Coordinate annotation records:
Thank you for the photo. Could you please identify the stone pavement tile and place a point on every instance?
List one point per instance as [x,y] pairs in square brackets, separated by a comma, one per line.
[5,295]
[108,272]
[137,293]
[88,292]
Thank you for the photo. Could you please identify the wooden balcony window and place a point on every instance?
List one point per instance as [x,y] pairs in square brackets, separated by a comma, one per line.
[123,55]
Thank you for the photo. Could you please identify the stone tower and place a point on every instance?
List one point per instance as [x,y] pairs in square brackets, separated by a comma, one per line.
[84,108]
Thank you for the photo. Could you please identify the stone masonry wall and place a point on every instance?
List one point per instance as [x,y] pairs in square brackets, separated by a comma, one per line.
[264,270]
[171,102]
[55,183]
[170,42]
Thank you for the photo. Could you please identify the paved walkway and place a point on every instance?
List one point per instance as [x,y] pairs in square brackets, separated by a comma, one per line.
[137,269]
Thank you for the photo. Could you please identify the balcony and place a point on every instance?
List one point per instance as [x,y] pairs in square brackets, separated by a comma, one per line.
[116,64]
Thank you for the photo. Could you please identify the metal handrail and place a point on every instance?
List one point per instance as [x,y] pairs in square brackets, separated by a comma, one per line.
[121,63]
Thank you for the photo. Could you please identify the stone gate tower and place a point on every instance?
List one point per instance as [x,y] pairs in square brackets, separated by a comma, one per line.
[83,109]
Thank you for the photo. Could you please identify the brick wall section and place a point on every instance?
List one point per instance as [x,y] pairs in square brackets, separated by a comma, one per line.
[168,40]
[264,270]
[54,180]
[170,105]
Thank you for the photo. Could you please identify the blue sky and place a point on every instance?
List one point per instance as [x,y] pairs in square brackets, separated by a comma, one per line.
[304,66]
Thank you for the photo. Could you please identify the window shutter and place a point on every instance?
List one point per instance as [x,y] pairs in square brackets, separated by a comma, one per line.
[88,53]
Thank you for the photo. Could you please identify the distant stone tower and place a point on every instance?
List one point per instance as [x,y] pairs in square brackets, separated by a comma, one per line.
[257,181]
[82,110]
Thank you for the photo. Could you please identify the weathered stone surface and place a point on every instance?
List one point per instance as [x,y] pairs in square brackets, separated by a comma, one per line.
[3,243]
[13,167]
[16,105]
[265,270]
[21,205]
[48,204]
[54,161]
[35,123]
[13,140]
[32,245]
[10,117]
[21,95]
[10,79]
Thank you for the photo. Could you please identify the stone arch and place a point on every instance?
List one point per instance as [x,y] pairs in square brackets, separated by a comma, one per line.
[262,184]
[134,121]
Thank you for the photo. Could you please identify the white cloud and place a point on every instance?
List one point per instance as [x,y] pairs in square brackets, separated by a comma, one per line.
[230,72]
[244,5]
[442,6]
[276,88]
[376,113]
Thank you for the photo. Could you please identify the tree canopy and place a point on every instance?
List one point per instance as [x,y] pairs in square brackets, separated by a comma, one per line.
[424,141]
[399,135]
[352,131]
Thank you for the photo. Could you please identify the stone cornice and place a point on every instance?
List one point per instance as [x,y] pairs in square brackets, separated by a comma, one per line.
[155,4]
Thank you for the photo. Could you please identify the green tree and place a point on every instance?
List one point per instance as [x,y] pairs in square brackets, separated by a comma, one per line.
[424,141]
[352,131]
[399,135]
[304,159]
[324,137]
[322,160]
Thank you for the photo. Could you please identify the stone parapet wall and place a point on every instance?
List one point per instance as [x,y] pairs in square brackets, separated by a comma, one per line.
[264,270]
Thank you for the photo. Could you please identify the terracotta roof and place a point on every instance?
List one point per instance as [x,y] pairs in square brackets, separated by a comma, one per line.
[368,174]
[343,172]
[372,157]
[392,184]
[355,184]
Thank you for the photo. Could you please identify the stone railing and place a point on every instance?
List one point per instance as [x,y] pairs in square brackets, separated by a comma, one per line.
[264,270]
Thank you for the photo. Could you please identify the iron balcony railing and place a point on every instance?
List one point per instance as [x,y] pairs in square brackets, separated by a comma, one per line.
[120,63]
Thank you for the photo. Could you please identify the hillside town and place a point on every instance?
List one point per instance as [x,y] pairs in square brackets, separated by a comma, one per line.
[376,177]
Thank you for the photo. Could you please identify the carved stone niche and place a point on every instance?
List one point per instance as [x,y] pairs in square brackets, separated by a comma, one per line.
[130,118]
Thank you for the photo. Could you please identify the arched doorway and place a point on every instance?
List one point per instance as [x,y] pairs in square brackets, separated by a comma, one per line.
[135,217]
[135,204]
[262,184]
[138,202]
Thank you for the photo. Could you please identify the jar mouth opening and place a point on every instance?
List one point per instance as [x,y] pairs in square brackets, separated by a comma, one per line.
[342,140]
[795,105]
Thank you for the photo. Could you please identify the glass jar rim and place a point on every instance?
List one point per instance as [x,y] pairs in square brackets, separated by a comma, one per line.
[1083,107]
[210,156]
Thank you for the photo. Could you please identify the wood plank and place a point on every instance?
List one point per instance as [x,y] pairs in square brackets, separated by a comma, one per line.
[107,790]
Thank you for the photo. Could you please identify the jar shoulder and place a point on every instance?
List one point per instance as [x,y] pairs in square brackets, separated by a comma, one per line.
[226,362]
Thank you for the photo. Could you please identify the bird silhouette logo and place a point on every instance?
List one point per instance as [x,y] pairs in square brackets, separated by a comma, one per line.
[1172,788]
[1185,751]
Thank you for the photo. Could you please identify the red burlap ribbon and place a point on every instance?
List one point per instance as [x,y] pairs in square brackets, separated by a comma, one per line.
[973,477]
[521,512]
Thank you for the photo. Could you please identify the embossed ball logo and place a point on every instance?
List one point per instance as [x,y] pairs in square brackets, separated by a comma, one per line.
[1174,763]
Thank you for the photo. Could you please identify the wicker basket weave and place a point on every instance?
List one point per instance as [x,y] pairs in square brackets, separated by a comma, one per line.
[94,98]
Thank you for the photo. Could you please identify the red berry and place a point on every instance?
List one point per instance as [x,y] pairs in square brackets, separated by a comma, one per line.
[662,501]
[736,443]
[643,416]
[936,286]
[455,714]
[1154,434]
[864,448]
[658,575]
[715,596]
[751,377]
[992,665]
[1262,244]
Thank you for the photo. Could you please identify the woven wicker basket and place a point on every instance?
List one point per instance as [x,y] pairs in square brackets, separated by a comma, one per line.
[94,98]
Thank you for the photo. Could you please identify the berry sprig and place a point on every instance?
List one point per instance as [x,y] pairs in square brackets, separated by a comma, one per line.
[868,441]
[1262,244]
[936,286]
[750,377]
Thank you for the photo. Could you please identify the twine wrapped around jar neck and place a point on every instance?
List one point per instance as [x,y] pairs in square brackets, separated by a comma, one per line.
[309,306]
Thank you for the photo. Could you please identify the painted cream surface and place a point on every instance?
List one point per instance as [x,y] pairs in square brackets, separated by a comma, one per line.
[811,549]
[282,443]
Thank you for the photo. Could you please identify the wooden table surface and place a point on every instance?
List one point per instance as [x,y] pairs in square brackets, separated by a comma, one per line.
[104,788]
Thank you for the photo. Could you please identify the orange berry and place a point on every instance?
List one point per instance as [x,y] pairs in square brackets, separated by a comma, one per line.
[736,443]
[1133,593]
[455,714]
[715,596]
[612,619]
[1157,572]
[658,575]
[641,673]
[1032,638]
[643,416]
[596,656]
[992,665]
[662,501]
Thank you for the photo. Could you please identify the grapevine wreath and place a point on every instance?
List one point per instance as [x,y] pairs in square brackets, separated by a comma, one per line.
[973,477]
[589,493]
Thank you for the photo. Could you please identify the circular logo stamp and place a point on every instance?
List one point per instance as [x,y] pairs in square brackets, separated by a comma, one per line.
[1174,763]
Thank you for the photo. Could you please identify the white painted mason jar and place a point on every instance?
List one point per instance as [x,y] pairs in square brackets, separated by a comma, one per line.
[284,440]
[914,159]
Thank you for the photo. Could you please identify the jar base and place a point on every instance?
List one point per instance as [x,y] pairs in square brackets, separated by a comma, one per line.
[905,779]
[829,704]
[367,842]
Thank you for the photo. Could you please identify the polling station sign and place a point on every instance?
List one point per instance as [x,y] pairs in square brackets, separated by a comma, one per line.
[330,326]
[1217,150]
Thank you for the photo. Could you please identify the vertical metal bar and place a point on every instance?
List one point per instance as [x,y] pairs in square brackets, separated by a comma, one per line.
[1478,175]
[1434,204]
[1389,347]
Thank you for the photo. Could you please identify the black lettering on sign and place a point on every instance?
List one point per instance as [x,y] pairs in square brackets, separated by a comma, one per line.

» **Stated exercise**: Could you quote, exactly as they appear, the line containing "Thank you for the photo. Could you please identify the grapevine" and every line after it to the end of the records above?

» **Task output**:
Thank you for the photo. Could you please identify the grapevine wreath and place a point on every instance?
List one point per instance as [x,y] pairs in square brackets, separated by a comma, one per line.
[973,477]
[589,493]
Thank you for the photo. Could you please identify the circular logo stamp and place a point on every instance?
List one point per instance as [x,y] pairs in square brackets, separated by a comma, one per line.
[1174,763]
Thank you for the photo. Could you please identify the white painted mason jar and place a point on every instance?
List one point per instance as [x,y] pairs in square brackets, separated by a comma, one per line.
[284,440]
[914,159]
Thank you for the photo. Could you please identify the jar base and place a point on every instance?
List one point per instance as [x,y] pairs in square brackets, separated by a comma, one per line.
[905,779]
[829,704]
[367,842]
Thank you for the photo. Could you please identify the polling station sign and place a point on every instance?
List one point per instance as [x,y] pairs in square brackets, separated by a comma, one per line.
[330,326]
[1217,150]
Thank you for the photo. Could you please identify the vertical metal bar and place a point on every instance?
List one point per instance as [x,y] pairs in square brackets, separated by a comma, one per line.
[1478,175]
[1434,204]
[1389,347]
Thank you for the photo. Could you please identify the black lettering on sign and place a point on every instance?
List one point per instance as [x,y] pairs in square brackets, separated by a comma, one per line.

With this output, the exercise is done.